● Extrait choisi
★ ★ ★ ★
Chaque homme a en lui ce que vous appelez une voix intérieure, c'est ce que l'Esprit appelle la conscience, juge sévère qui préside à toutes les actions de votre vie. Lorsque l'homme est seul, il écoute cette conscience et se pèse à sa juste valeur ; souvent il a honte de lui-même. A ce moment il reconnaît Dieu, mais l'ignorance, fatal conseiller, le pousse et lui met le masque de l'orgueil ; il se présente à vous tout gonflé de son vide ; il cherche à vous tromper par l'aplomb qu'il se donne ; mais l'homme au cœur droit n'a pas la tête altière ; il écoute avec fruit les paroles du sage ; il sent qu'il n'est rien et que Dieu est tout. Il cherche à s'instruire dans le livre de la nature, écrit par la main du Créateur ; son Esprit s'élève et chasse de son enveloppe les passions matérielles qui trop souvent vous égarent. C'est un guide dangereux qu'une passion qui vous mène ; retiens ceci, ami : Laisse rire le sceptique, son rire s'éteindra. A son heure dernière, l'homme devient croyant. Ami, pense toujours à Dieu, lui seul ne trompe pas. Rappelle-toi qu'il n'y a qu'une route qui conduit vers lui : la foi et l'amour de ses semblables.
★ ★ ★ ★
● Tâches
1: Réécris tous les enregistrements en remplaçant « single marker » par « dot », sans rien modifier d'autre.
2: Prolonge le texte sur la conscience après sa dernière phrase.
Le texte sur la conscience n'a aucun rapport avec les enregistrements.
★ ★ ★ ★
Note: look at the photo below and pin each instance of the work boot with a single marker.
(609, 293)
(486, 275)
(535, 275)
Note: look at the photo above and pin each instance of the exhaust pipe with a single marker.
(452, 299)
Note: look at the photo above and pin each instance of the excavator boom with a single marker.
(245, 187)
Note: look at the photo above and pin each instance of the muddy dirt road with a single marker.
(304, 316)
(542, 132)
★ ★ ★ ★
● Résultats par tâche
1:
Note: look at the photo below and pin each instance of the work boot with a dot.
(609, 293)
(486, 275)
(535, 275)
Note: look at the photo above and pin each instance of the exhaust pipe with a dot.
(452, 299)
Note: look at the photo above and pin each instance of the excavator boom with a dot.
(245, 187)
Note: look at the photo above and pin each instance of the muddy dirt road with a dot.
(304, 316)
(542, 132)

2:
Ta fille.

Le Séjour des Élus


Par Mad. Desl…
Ta pensée est encore absorbée par les choses de la terre ; si tu veux nous entendre, il faut les oublier. Essayons de causer d'en haut ; que ton Esprit s'élève vers ces régions, séjour des élus du Seigneur. Vois ces mondes qui attendent tous les mortels dont la place est marquée suivant qu'ils l'auront méritée. Que de félicités pour celui qui se complaît aux choses saintes, aux grands enseignements donnés au nom de Dieu ! O hommes ! que vous êtes petits, comparés aux Esprits dégagés de la matière, et qui planent dans les espaces occupés pour la gloire du Seigneur ! Heureux ceux qui sont appelés à habiter les mondes où la matière n'est presque plus qu'un nom ; où tout est éthéré et translucide ; où les pas ne s'entendent plus. La musique céleste est le seul bruit qui parvienne aux sens si parfaits pour saisir les moindres sons, dès que ceux-ci s'appellent harmonie ! Quelle légèreté que celle de tous ces êtres aimés de Dieu ! Comme ils parcourent avec délices ces lieux enchantés devenus leur asile ! Là, plus de discordes, plus de jalousie, plus de haine ; l'amour est devenu le lien destiné à unir entre eux tous les êtres créés, et cet amour qui remplit leurs cœurs n'a pour limite que Dieu même qui est la fin, et dans lequel se résument : la foi, l'amour et la charité.


Un ami.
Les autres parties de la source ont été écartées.